# THE EXERCISE
Copy the records below word for word, leaving out the pictures.

# Image region labeling entries
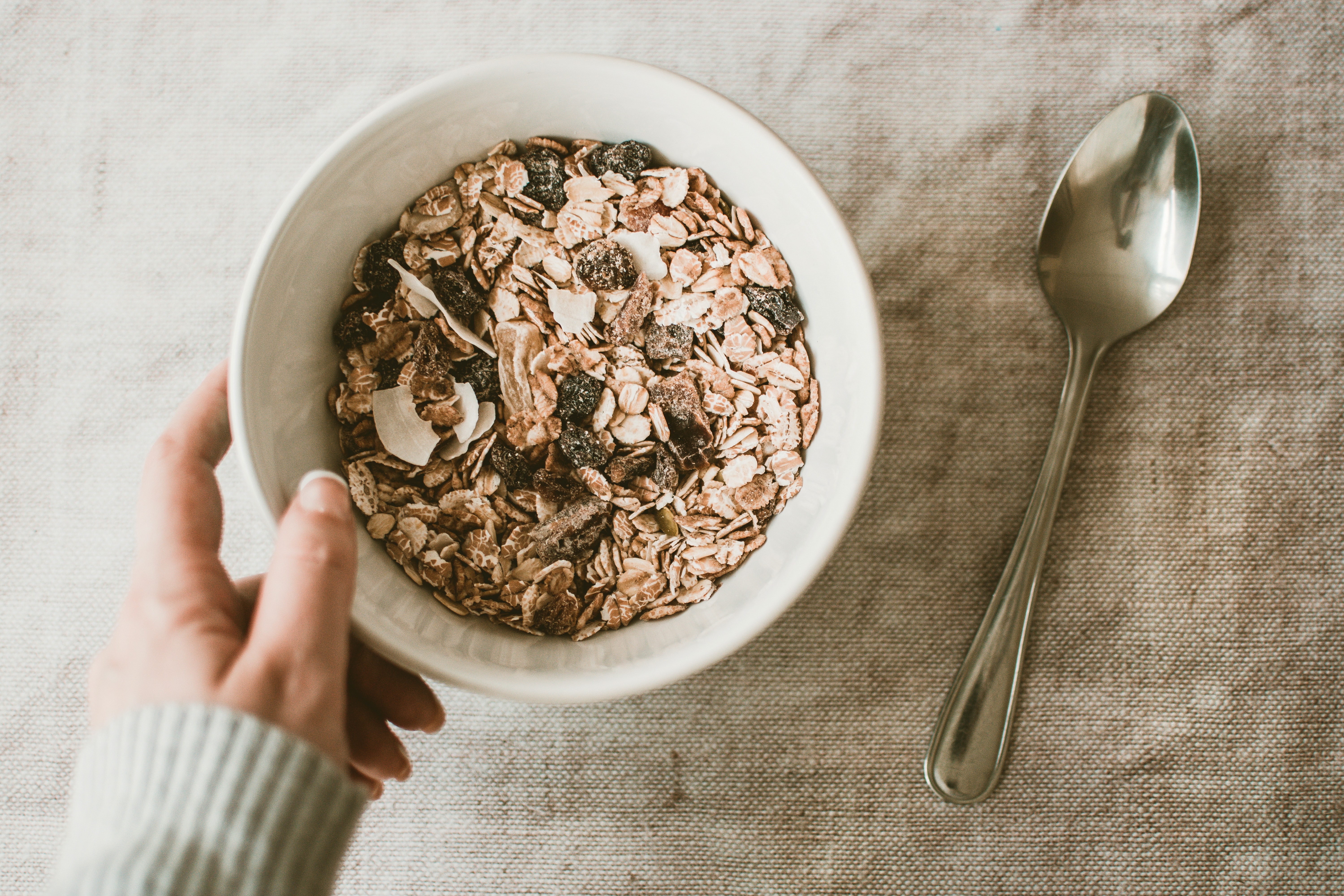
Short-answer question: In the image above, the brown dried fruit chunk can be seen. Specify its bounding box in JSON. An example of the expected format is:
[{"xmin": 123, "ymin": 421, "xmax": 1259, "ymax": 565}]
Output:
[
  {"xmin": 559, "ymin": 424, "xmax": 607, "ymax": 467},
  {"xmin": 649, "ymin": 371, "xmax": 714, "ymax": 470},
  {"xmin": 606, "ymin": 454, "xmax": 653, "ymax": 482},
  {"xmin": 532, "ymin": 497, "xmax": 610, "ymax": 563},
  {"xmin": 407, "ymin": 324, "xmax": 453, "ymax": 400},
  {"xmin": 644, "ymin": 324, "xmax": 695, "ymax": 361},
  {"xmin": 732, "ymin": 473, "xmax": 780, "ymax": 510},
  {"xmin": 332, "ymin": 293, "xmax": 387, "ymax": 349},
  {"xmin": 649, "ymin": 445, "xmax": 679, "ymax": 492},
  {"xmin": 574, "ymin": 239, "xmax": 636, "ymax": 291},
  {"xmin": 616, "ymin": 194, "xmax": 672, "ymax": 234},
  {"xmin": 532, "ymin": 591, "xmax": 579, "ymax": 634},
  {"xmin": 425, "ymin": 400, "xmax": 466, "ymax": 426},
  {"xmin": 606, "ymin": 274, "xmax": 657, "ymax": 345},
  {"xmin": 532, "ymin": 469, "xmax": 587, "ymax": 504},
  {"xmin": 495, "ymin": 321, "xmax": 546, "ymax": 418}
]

# THE OUTPUT
Short-answer question: In the image above, the brown dried fruit chunk can be seen. Specify its bounding box in JSON. An example of the expected format is:
[{"xmin": 123, "ymin": 421, "xmax": 1259, "ymax": 565}]
Output:
[
  {"xmin": 559, "ymin": 424, "xmax": 607, "ymax": 467},
  {"xmin": 649, "ymin": 371, "xmax": 714, "ymax": 470},
  {"xmin": 606, "ymin": 454, "xmax": 653, "ymax": 482},
  {"xmin": 532, "ymin": 497, "xmax": 610, "ymax": 563},
  {"xmin": 407, "ymin": 324, "xmax": 453, "ymax": 400},
  {"xmin": 644, "ymin": 324, "xmax": 695, "ymax": 361},
  {"xmin": 732, "ymin": 473, "xmax": 780, "ymax": 510},
  {"xmin": 332, "ymin": 293, "xmax": 387, "ymax": 349},
  {"xmin": 649, "ymin": 445, "xmax": 679, "ymax": 492},
  {"xmin": 574, "ymin": 239, "xmax": 636, "ymax": 291},
  {"xmin": 616, "ymin": 194, "xmax": 672, "ymax": 234},
  {"xmin": 532, "ymin": 591, "xmax": 579, "ymax": 634},
  {"xmin": 425, "ymin": 400, "xmax": 466, "ymax": 426},
  {"xmin": 606, "ymin": 274, "xmax": 657, "ymax": 345},
  {"xmin": 532, "ymin": 469, "xmax": 587, "ymax": 504},
  {"xmin": 495, "ymin": 321, "xmax": 546, "ymax": 418}
]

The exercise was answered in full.